====== Selected passage
# Geek's don't play too much COD



## STEALTH K3 (Dec 29, 2006)




----------



## Brazo (Oct 27, 2005)

A true Geek wouldn't be seen dead on COD - its far too 'cool'


----------



## Clio_SX (May 14, 2009)

what a stupid kid omg get a life and a gf !!!


----------



## DubbedUP (Oct 2, 2007)

I am willing to bet that he has never kissed a girl...


----------



## swordjo (Sep 17, 2006)

The boy is clearly deluded.. he even said COD5 was good :lol:


----------



## Rick_1138 (Jan 24, 2008)

W...O...W! I am a geek (like proper), but bejeesus, his folks need to take his computers away NOW!!

He is the reason Politicians say gaming is a bad influence, also i am willing to bet a good wedge he isn't 18, so shouldn't have the bloody game anyway.

Give him a nice dose of valium and some warm milk.

(and perhaps a mild beating) :| makes us geeks look bad.


----------



## Ben_ZS (Sep 28, 2008)

People call me mad for detailing my car????

This kid needs a life, and something else to live for. I bet the creator of COD would rubs his hands together whilst chuckling watching that :lol:


----------



## nick_mcuk (Jan 4, 2008)

Jesus he really isnt the full ticket...jesus wept punching the wall....why its a frikking computer game....he needs help


----------



## jamest (Apr 8, 2008)

It is most likely fake.

Over reacting making a funny video much like the kid who supposingly had his WOW account taken away by his parents.


----------



## Stumper (Apr 5, 2009)
============
Problems and tasks |
1. Using only the COD forum thread, decide whether each statement below agrees with it, answering yes or no and quoting the exact words that decide it. (a) jamest thinks the video is most likely fake. (b) Rick_1138 says he is not a geek. (c) swordjo reports that the boy called COD5 bad.
2. Write the next part of the COD forum thread, picking up right after the last line shown.
====== Material
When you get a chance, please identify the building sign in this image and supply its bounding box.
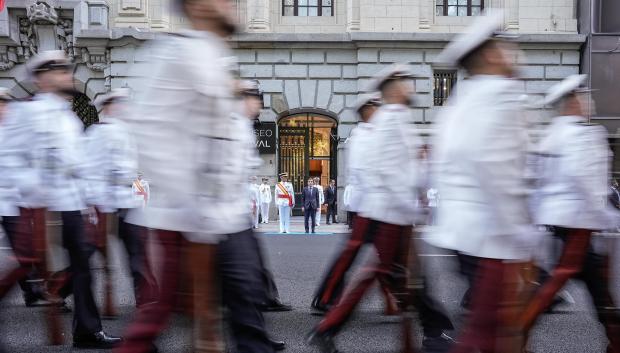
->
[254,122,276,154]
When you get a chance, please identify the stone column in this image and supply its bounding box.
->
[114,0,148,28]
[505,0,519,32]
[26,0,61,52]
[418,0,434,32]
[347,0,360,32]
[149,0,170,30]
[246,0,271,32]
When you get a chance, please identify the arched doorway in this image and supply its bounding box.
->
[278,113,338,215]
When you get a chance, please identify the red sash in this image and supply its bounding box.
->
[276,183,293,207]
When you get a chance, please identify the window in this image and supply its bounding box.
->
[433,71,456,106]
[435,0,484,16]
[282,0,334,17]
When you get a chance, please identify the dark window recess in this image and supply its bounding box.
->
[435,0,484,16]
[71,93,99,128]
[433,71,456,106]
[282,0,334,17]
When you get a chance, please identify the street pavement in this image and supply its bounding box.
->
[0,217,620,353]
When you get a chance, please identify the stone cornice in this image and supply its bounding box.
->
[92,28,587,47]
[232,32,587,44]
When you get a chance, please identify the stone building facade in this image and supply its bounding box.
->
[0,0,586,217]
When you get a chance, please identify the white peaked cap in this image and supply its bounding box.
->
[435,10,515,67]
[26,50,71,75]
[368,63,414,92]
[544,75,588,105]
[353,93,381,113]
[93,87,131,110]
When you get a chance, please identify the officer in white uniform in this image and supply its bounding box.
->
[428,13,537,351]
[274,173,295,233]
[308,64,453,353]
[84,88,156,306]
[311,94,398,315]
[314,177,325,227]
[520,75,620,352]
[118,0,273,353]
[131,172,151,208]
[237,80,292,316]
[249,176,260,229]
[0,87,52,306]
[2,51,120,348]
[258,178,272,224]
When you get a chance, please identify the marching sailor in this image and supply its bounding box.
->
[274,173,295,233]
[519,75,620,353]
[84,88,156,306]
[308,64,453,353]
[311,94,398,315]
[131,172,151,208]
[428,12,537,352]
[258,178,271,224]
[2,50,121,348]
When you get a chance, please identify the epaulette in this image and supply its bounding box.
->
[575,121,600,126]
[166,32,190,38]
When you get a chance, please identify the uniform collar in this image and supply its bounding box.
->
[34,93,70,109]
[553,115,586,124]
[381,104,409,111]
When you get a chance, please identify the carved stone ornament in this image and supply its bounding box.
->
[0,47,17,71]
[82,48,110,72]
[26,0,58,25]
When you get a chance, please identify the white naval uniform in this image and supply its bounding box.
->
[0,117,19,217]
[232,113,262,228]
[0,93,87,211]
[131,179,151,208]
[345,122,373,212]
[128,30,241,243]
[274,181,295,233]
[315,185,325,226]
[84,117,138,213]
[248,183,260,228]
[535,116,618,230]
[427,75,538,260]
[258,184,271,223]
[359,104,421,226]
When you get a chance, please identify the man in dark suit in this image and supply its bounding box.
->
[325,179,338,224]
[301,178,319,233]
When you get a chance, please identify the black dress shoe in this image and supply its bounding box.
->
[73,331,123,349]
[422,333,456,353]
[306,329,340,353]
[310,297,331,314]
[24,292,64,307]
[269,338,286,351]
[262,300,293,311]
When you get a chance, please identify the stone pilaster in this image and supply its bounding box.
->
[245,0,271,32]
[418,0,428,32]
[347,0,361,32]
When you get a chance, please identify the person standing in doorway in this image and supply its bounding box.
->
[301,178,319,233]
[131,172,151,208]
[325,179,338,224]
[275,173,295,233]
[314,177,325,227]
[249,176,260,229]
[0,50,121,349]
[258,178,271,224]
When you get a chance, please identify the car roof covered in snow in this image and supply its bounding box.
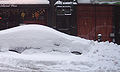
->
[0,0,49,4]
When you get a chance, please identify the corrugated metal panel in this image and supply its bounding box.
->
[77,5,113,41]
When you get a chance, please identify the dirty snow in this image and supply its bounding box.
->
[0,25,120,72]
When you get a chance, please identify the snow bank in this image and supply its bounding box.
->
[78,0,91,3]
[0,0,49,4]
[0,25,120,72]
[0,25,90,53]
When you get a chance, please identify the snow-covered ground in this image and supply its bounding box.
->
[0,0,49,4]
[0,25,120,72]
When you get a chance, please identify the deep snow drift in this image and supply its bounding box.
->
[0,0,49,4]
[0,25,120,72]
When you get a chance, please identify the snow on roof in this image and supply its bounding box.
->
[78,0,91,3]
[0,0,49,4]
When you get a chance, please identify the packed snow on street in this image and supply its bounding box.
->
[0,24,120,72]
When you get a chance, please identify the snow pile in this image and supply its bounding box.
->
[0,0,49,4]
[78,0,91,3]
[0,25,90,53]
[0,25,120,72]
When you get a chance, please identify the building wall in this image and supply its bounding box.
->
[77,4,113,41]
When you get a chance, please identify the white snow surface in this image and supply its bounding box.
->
============
Set of answers |
1.
(a) Yes: "It is most likely fake."
(b) No: "I am a geek (like proper)"
(c) No: "he even said COD5 was good"

2.
If he can't cope with not being able to play a computer game an acts like that after playing it, what chance has he got later in life when he has to do something that is actually stressful like getting a job!!!

I'm guessing that he's another self-harming psych in the making!

His parents/Guardians need a good talking to for letting him turn out like that.


----------



## BIG BAVARIAN (May 7, 2006)

A well deserving individual, for treatment with Ritalin, if ever i saw one and i thought i was a bad loser ,crikey !!!


----------



## lpoolck (Jul 25, 2009)

jamest said:


> It is most likely fake.
> 
> Over reacting making a funny video much like the kid who supposingly had his WOW account taken away by his parents.


Agree with this, think its a dark joke, that's just too weird for youtube viewers!...and the majority of the public...only certain high profile comedians can pull this off. Good effort on the milk moustache however! Bet it made him feel like a proper man!!!


----------



## Jordan (Dec 22, 2008)

nick_mcuk said:


> Jesus he really isnt the full ticket...jesus wept punching the wall....why its a frikking computer game....he needs help


i'll video my brother playing one day, he's almost as bad as that kid


----------



## cupra-matt (Oct 2, 2006)

What a [email protected]


----------



## Tom_O (Jul 1, 2008)

Literally can't stop laughing.


----------



## ryanuk (Jun 22, 2007)

Haha that's funny lol


----------



## Scotch (Jul 23, 2009)

Just seen a lovely jacket for him that ties at the back

Terry pratchett said it best... he is a hamper of food, several folding chairs,
a tablecloth, an assortment of cooking gear and an entire colony of ants
short of a picnic:thumb:


----------



## mr kuryakin (Nov 20, 2005)

that boy needs to get a life bet his mates rip him for this


----------



## ryanuk (Jun 22, 2007)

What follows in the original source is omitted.